+++ EXCERPTED PASSAGE

The ‘Superior Derivative’
Western culture is obsessed with the idea of the ‘superior derivative.’ We are always searching for the best, the one active ingredient, the fastest, largest or greatest thing. Our entire medical system is even based on the idea of eliminating ‘inactive’ ingredients to find the derivative. Ibuprofen, acetaminophen and, ultimately, our fascination with THC, are all based on this obsession.
The entourage effect, or the idea that many compounds within cannabis act in combination to create its effects, has become widely known and even scientifically confirmed. The past 20 years of legalization efforts in the US have largely been based around this argument, and Marinol’s (dronabinal, a synthetic pharmaceutical THC) poor performance further highlighted the entourage effect’s efficacy. Interestingly, the same underground industry that proved the entourage effect went on to create a legal industry, that, yet again, obsessed over finding the magic derivative. Growers and breeders, who then influence consumers, have sought after ever-higher THC percentages; there’s the ongoing argument of hydro vs. organic; and everyone has a brother, uncle, grandma or cousin that is the self-proclaimed World’s Greatest Grower.
Much like everything else in life, this issue continues to reside in a gray area. Some of the most beautiful things that’ve come to be are blends, even when they’re not recognized.

++++++
+++ ENTRIES SHOWN

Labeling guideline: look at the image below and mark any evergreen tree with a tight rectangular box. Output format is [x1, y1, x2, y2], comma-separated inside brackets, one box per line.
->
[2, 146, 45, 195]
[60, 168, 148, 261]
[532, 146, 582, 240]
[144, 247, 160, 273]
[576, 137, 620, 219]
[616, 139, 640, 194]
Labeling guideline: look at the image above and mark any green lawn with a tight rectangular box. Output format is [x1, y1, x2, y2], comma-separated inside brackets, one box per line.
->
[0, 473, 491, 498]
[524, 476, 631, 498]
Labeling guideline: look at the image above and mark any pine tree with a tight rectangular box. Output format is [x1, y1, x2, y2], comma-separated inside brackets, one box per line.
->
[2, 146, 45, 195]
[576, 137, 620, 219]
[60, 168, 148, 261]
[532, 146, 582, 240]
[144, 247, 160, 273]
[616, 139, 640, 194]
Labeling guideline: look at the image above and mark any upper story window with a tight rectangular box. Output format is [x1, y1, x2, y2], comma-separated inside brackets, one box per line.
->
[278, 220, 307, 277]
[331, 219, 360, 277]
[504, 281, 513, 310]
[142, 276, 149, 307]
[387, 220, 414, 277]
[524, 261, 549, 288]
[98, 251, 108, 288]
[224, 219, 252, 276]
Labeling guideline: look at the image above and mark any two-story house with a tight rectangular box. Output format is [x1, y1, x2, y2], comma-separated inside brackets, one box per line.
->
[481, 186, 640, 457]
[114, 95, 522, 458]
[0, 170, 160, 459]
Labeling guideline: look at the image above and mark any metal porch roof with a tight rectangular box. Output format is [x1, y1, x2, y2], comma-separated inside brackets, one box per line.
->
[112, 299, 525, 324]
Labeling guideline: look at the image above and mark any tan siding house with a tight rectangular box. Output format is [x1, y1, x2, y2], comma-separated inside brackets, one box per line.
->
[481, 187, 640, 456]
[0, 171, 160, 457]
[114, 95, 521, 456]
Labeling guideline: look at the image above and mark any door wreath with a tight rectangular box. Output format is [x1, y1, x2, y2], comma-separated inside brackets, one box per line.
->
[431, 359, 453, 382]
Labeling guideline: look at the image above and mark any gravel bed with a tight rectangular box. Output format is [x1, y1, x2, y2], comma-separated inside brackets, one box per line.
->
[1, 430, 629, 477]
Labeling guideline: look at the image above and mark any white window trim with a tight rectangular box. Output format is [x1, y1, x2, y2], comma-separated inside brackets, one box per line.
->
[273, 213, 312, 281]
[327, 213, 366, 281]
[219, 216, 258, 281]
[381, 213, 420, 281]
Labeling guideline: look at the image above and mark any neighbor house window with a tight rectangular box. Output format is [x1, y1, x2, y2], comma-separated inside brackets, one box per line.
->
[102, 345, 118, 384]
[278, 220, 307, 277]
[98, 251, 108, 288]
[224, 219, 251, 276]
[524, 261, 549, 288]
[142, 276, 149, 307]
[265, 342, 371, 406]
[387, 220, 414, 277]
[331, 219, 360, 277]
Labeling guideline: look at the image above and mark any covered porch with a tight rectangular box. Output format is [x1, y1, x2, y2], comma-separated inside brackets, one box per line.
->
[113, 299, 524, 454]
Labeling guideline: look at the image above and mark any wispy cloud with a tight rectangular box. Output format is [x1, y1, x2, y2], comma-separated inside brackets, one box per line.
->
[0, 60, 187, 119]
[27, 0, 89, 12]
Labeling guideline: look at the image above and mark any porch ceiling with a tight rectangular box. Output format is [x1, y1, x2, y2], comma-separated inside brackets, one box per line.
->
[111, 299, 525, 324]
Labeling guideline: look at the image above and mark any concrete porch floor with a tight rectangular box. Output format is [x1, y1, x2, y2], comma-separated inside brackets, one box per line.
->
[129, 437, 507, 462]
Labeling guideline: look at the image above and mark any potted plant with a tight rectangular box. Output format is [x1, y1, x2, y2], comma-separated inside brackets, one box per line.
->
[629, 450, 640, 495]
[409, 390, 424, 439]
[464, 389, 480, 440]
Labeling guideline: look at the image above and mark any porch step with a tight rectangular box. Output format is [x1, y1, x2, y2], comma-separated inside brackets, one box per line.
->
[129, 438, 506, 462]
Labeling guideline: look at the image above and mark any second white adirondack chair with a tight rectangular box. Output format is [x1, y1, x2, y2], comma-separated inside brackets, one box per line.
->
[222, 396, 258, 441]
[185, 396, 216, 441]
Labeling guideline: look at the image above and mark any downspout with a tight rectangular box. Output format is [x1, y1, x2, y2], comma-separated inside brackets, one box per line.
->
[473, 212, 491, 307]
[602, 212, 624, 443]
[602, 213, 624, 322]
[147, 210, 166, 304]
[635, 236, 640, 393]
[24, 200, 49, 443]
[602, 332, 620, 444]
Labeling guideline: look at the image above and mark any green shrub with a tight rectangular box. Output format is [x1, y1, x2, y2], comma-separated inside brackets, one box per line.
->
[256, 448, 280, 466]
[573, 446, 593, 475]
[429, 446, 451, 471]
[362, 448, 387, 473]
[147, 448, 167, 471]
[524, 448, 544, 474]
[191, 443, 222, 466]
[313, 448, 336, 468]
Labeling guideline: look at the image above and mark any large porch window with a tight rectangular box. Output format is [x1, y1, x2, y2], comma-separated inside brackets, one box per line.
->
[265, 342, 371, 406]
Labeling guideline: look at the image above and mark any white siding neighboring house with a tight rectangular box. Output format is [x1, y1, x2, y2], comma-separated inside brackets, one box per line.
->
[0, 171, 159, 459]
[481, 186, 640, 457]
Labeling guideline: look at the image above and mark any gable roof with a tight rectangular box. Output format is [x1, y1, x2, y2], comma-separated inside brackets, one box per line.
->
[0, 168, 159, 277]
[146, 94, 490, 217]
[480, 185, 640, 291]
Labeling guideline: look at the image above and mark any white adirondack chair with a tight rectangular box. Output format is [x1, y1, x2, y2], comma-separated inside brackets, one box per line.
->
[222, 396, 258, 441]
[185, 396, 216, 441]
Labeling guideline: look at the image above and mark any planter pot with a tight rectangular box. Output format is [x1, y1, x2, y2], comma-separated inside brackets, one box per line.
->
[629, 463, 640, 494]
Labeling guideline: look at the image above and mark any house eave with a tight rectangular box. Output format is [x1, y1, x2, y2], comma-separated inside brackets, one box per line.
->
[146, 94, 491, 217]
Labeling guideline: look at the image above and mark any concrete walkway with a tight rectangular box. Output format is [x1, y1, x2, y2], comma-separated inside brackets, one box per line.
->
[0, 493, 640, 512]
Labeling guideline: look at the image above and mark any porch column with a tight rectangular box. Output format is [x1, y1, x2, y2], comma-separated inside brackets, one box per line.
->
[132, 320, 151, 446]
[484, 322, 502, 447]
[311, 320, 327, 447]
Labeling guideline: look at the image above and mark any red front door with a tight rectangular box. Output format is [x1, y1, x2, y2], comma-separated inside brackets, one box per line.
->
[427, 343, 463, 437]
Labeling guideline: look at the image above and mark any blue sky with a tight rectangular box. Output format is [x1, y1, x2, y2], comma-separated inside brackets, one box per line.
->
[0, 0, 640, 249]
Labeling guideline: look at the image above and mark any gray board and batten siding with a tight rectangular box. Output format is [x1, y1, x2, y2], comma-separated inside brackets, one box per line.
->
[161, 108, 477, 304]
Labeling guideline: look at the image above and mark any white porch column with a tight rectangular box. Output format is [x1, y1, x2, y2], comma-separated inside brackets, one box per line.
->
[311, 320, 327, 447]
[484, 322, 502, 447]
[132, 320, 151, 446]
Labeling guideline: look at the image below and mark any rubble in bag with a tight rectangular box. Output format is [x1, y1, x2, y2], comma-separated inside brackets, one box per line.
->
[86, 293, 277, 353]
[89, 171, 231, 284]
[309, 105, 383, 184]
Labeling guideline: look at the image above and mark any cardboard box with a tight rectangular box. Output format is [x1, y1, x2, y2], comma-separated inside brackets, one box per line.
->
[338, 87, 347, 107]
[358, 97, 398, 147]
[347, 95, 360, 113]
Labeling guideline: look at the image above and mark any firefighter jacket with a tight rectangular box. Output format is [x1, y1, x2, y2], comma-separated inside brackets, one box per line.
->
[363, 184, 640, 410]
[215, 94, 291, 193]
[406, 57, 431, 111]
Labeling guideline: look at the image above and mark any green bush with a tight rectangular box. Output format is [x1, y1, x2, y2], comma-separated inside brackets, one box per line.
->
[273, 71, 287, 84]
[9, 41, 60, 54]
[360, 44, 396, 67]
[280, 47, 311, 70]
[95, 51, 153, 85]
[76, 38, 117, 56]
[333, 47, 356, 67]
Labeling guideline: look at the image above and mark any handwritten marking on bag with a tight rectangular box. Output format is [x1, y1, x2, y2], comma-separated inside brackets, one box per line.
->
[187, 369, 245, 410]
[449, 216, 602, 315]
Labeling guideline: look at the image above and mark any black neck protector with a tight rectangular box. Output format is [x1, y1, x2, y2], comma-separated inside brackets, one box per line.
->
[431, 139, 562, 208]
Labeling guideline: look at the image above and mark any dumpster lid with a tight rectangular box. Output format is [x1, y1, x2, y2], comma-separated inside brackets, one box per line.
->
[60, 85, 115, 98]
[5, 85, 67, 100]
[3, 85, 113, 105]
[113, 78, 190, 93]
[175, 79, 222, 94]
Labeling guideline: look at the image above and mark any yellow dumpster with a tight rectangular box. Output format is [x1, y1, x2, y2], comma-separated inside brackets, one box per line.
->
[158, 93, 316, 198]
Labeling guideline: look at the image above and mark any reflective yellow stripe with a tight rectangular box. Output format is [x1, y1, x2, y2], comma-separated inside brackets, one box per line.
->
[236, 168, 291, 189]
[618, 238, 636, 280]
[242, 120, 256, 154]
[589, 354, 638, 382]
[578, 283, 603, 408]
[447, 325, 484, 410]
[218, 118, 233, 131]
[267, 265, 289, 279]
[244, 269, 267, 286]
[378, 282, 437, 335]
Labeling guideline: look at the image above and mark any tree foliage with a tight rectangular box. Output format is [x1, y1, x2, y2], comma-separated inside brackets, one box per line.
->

++++++

**WHAT YOU NEED TO DO:**
Extend the essay on the "superior derivative" and cannabis blends beyond its last paragraph, keeping its voice.

**RESULT BELOW:**
Landrace strains are a great example of this phenomenon. There’s been speculation about a ‘pure’ landrace sativa or indica in recent years, mostly based on misinformation; the idea in itself is rather ludicrous. A landrace strain is simply a local varietal, similar to an heirloom tomato. It’s not a ‘pure’ version of anything, other than hundreds, if not thousands, of years of local weather conditions producing the strongest genetic survivors. That means they are the result of season after season of open-pollinated crossbreeds. This isn’t to say there’s no inherent value in landrace strains, however. Just as heirlooms are bred to withstand certain environmental conditions or produce a specific type of fruit, indigenous landrace strains carry certain genetics key to breeding and long-term development. If left to their own devices, landrace strains can even potentially create new, useful characteristics.
Another common perception is that any combination of indoor, outdoor or greenhouse grows with hydroponic or organic methods are consistently superior. Beside the arbitrary preferences of any smoker or gardener, every environment and growing regimen is unique, and thus, so is the product. While certain methods are known for producing distinct characteristics, everything is relative and interdependent-one of many reasons why the cut you grew looks nothing like your buddies from the same plant. In medical and recreational states, many of the largest facilities have achieved their most efficient results by blending the best of both the chemical and organic worlds.
THC AND CBD
We all know THC is the most prevalent cannabinoid in a majority of cannabis varieties. This isn’t by chance. Until all too recently, most growers bred towards higher and higher THC percentages. While the cannabis community was certainly a clandestine society of its own, they still used western science to justify their means. Growers bred toward THC because they thought it was the chemical that gave us all of the medicinal and recreational benefits of cannabis.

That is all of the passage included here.